======== Raw data
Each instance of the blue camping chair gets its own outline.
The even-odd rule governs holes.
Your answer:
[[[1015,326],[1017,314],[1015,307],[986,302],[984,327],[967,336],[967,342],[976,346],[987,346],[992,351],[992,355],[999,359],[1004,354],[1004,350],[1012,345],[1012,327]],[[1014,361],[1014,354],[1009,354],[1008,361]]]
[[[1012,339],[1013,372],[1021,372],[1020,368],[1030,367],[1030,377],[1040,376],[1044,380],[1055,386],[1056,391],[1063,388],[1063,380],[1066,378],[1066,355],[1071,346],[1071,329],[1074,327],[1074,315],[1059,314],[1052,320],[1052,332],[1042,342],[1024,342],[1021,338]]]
================
> _Exercise aim_
Format every line of the material above as a numbered list, leaving out any blank lines.

> _Answer to the task_
1. Each instance of the blue camping chair gets its own outline.
2. The even-odd rule governs holes.
3. Your answer:
4. [[[1015,326],[1017,314],[1015,307],[986,302],[984,327],[967,336],[967,342],[976,346],[987,346],[992,351],[992,355],[999,359],[1004,354],[1004,350],[1012,345],[1012,327]],[[1014,361],[1014,354],[1009,354],[1008,361]]]
5. [[[1012,339],[1013,372],[1021,372],[1020,368],[1030,367],[1030,377],[1040,376],[1044,380],[1055,386],[1056,391],[1063,388],[1063,380],[1066,378],[1066,355],[1071,346],[1071,329],[1074,327],[1074,315],[1059,314],[1052,320],[1052,332],[1042,342],[1024,342],[1021,338]]]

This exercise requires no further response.